START RECORDS SHOWN

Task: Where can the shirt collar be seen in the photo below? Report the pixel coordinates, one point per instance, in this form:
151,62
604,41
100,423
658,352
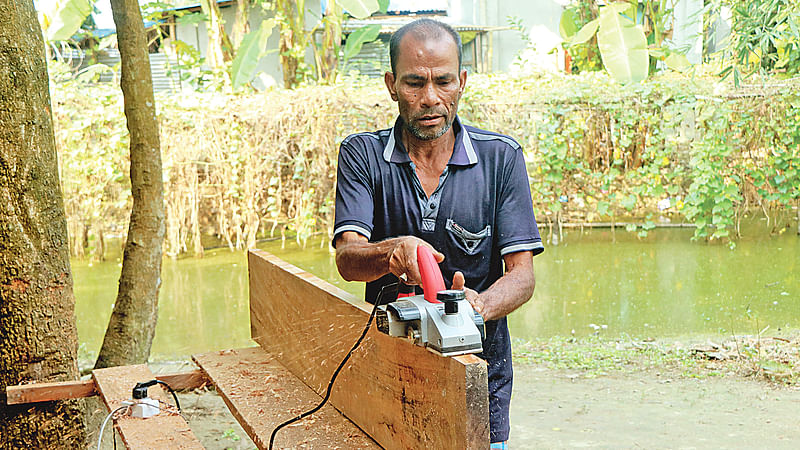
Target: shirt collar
463,151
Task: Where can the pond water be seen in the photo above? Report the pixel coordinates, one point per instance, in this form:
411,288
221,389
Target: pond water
592,282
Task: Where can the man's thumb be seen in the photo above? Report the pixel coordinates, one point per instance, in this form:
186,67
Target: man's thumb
458,281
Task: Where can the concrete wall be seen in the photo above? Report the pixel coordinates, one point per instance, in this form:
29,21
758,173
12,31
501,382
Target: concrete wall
539,17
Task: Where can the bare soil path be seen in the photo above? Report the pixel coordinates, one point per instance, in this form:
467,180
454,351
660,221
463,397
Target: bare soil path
563,409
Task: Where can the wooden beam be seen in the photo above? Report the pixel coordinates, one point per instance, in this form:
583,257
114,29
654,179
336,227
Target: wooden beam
46,392
164,430
261,393
402,395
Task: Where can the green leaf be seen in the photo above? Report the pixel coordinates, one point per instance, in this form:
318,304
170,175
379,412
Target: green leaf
383,6
192,19
358,38
360,9
585,33
568,25
623,47
677,62
66,19
620,8
252,49
629,202
602,208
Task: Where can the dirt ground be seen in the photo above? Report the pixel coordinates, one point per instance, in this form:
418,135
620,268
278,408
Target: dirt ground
565,409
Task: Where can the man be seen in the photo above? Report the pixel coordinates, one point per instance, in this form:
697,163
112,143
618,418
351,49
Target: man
430,180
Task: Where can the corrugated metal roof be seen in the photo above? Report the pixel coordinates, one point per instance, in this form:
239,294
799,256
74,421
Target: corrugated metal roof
166,77
390,24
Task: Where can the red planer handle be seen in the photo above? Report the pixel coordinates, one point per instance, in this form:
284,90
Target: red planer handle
432,281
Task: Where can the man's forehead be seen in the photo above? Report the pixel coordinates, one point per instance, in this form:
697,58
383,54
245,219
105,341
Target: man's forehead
416,45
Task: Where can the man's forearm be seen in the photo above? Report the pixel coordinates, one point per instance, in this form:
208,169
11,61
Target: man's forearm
362,260
510,292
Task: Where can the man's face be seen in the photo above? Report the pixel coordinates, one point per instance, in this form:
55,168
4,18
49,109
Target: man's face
427,84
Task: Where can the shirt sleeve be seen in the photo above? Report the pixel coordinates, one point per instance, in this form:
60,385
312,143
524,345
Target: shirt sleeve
516,225
354,191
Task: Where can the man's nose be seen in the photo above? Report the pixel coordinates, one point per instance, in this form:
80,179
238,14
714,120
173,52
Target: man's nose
429,96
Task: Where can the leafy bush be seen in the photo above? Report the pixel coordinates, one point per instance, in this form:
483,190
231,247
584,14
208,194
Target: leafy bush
240,167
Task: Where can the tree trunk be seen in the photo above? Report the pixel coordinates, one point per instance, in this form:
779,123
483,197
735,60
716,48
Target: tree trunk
331,43
220,50
241,26
132,325
38,338
291,17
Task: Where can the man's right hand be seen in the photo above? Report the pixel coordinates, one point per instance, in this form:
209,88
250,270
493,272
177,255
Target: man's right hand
403,259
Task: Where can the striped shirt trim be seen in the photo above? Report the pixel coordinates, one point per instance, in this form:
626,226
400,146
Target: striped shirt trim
521,248
360,230
492,137
389,149
471,155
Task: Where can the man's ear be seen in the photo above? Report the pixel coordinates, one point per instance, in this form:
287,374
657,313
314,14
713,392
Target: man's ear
388,78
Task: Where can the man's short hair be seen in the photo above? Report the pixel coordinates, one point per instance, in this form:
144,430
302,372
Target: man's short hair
424,29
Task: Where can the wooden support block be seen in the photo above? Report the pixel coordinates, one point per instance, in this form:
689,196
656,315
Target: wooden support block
45,392
400,394
164,430
262,394
183,381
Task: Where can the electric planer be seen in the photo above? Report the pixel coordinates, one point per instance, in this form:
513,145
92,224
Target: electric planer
441,320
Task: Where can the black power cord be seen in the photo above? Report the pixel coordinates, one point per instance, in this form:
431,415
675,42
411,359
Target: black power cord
140,391
336,372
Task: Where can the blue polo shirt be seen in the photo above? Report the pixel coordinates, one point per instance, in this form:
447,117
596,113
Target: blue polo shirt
480,211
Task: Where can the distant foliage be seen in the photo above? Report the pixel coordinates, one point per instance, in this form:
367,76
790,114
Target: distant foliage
243,167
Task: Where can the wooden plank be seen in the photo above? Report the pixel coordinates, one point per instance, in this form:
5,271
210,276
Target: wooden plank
183,381
45,392
262,394
400,394
164,430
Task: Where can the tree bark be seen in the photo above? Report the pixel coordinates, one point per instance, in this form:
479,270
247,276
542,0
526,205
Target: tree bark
331,43
241,26
220,50
131,328
38,338
291,18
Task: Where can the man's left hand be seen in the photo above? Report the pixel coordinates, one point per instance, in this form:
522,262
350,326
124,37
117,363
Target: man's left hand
473,297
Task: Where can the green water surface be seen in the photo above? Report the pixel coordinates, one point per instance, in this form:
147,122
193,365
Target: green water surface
592,282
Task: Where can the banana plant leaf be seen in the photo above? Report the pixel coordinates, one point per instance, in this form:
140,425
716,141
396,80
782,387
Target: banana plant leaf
252,49
358,38
623,47
360,9
585,33
66,19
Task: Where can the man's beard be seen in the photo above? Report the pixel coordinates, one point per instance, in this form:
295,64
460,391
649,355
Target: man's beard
428,135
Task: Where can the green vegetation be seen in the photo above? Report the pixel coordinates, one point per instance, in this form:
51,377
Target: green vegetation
240,167
774,359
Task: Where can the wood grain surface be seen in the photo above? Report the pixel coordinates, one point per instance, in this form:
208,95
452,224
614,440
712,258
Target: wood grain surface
164,430
400,394
262,394
46,392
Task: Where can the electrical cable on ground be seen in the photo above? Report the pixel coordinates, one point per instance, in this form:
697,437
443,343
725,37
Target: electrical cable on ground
336,372
102,429
171,391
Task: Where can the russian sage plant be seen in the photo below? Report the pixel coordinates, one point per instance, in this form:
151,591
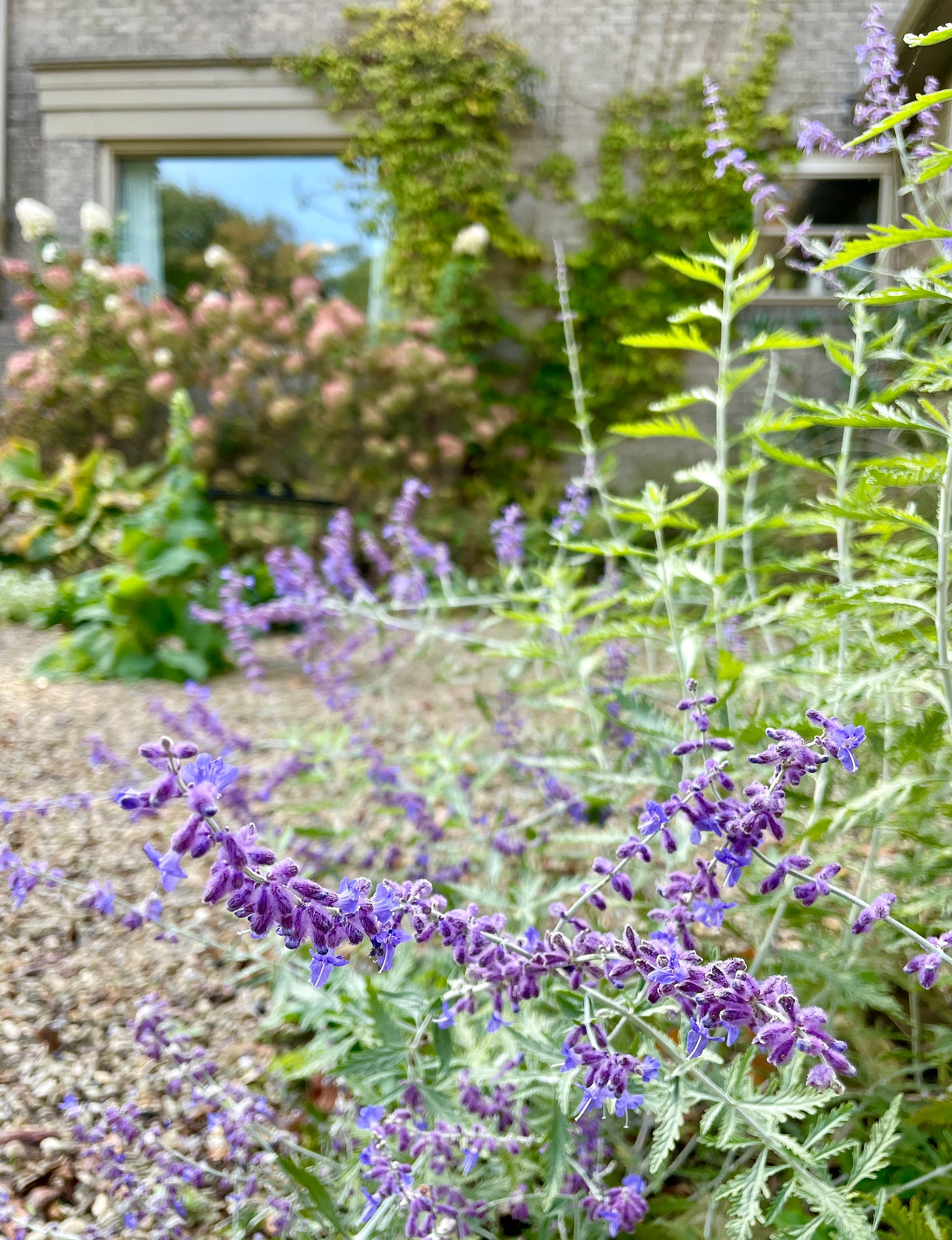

END RECORDS SHOWN

▶ [TRY IT]: Copy the records above precisely, and leave every image out of the copy.

▶ [FINISHED TASK]:
Task: Where can the shirt collar be seen in the photo below? Report the pixel coordinates, one point per instance, in this form:
151,62
604,41
100,423
658,352
Target: shirt collar
463,151
Task: Where can the pond water be seen in the photo above? Report the pixel coordinates, one point per instance, in this form:
411,288
221,389
Target: pond water
592,282
Task: Where can the man's thumb be seen in the photo above? Report the pixel coordinates, one point per instance, in this form:
186,67
Target: man's thumb
458,281
Task: Where can the concrete wall be seen in the photo above? Report the pixel coordinates, one point per instance, in this form:
29,21
758,173
12,31
501,382
Target: concrete wall
539,17
Task: Where can the bare soil path be seen in the photo above? Report the pixel coordinates, one point per instance, in this form:
467,180
454,351
660,221
463,397
Target: bare soil path
563,409
Task: Where can the wooden beam be seen in the photo above? Report the pixel coordinates, one point per instance, in this form:
583,257
114,29
654,179
336,227
Target: wooden beam
46,392
164,430
261,393
402,395
Task: Where can the green leaf be seen in the photo above? Report the pixel coordinates, one point per instance, in this form:
318,304
170,175
379,412
Target: green leaf
383,6
192,19
358,38
360,9
585,33
568,25
623,47
677,62
66,19
620,8
252,49
629,202
602,208
Task: Where can the dirt ground be seen in the photo above? Report the pixel coordinates, one point per instance, in this form:
418,135
620,268
278,408
Target: dirt ground
565,409
Task: Where can the man be seen in the photo above? Report the pixel coordinates, one point per instance, in this form:
697,163
112,143
618,418
351,49
Target: man
430,180
Task: Where can the corrugated metal roof be seen in the photo above? Report the pixel coordinates, one point per instance, in this form:
239,294
799,256
74,421
Target: corrugated metal roof
166,77
390,24
Task: Where can the red planer handle be seen in the photo above? Report the pixel coordinates, one point per instance, in this form:
284,90
Target: red planer handle
432,281
Task: Where can the man's forehead be seen in the photo above? Report the pixel coordinates, one point per instance, in this form:
697,58
383,54
245,219
105,341
Target: man's forehead
416,45
Task: Where can the man's forearm be seen in the photo above? Report the pixel coordinates, one point per instance, in this form:
208,169
11,61
Target: man's forearm
362,260
510,292
Task: Where can the man's face be seen in the photo above? Report the pixel coordinates, one point per instance, in this form:
55,168
4,18
49,109
Target: man's face
427,84
Task: Where can the shirt sleeve be seen in the photo above? Report the pixel coordinates, one point per instance, in this form:
60,385
312,143
524,345
Target: shirt sleeve
516,225
354,191
Task: Where can the man's nose be seen in the photo above? Report the pixel coordinates, one point per instance, in this form:
80,179
238,14
714,120
173,52
Target: man's nose
429,96
Task: Where can the leafy bush be seen in the photo above? Report the pixel coordinates, one point per instance, in this form:
483,190
231,247
584,14
208,194
Target: leafy bush
240,167
Task: Where can the tree trunk be seen in the photo above? Report the pixel coordinates, one point per instance, in this form:
779,123
483,197
735,60
716,48
Target: tree trunk
331,43
220,50
241,26
132,325
38,338
291,17
Task: Where can the man's right hand be seen in the photo above? Report the pixel coordinates, one point per instance, in this form:
209,88
250,270
493,272
177,255
Target: man's right hand
403,259
Task: Where can the striped shirt trim be seen in the photo above? Report the pixel coordinates, one point per instance, in this form:
626,226
400,146
Target: striped shirt trim
521,248
360,230
492,137
389,149
471,155
Task: Where can the man's ear be seen in the photo above? Report the pixel coordinates, one point per instance, in this form:
287,374
657,313
314,14
713,392
Target: man's ear
388,78
Task: Where can the man's short hair be seen in the photo above? Report the pixel coordinates, one point per instance, in this form:
144,430
302,372
Target: man's short hair
424,29
Task: Where can the wooden support block be seen in the photo above? Report the pixel coordinates, one point per instance, in this form:
689,196
656,315
Target: wooden support block
45,392
400,394
164,430
262,394
183,381
Task: Where can the electric planer be seen in the photo above? Report the pixel coordinates, one point per instance, in this form:
513,145
92,224
Target: electric planer
441,320
Task: Where can the black power cord be seen in the photo above? Report the pixel coordinates, one point per instance, in this form:
431,415
675,42
411,359
Target: black power cord
140,391
336,372
Task: Where can the blue polo shirt be seen in the photo above? Report the pixel coordinates, one point per instance, in this form:
447,117
596,113
Target: blue polo shirt
480,211
Task: Where can the distant foliage be seen in the photo above? Report the pixel coordinates, one point per instance, in this form:
367,76
790,114
Target: distant foliage
243,167
Task: Where can the wooden plank be seen in the photo above? Report the pixel coordinates, one point per instance, in this form:
5,271
210,276
Target: wooden plank
183,381
45,392
262,394
400,394
164,430
Task: Where can the tree bark be seen in the photo above? Report the pixel coordinates, one point per instance, in this form:
479,270
247,276
542,0
526,205
Target: tree bark
331,43
241,26
220,50
131,328
38,338
291,18
Task: Where can the man's left hand be seen in the photo above? Report the pixel coordinates, one point per instance, in this form:
522,262
350,326
124,37
117,363
Target: man's left hand
473,297
Task: Where can the green water surface be seen in the photo above? Report the pixel coordinates, one point per instance, in this form:
147,122
193,365
Target: green water surface
592,282
Task: Where can the banana plant leaf be seen in the photo above? Report the pixel coordinates, one point per instance, in this form:
140,425
716,141
396,80
782,387
Target: banana plant leaf
252,49
358,38
623,47
360,9
585,33
66,19
Task: Where can the man's beard be seen in the photo above? Report the pixel coordinates, one point per instance, in this form:
295,64
460,391
649,355
Target: man's beard
428,135
Task: Where can the green vegetation be seen in the photo above? Report the pixel coordinates, one point per instance, in this form:
51,377
Target: green vegetation
240,167
774,359
Task: Where can the wood grain surface be seen in the photo above? Report the pixel coordinates, one point per instance, in this form:
208,95
452,224
614,440
712,258
Target: wood grain surface
164,430
400,394
262,394
46,392
Task: Where can the electrical cable on ground be seen in the photo above? Report the pixel coordinates, one point per instance, in this form:
697,437
443,343
725,37
Target: electrical cable on ground
336,372
102,429
171,391
Task: Where can the russian sage plant be seen in the photo below? Report the pixel coordinates, one point per instance, in this form:
151,591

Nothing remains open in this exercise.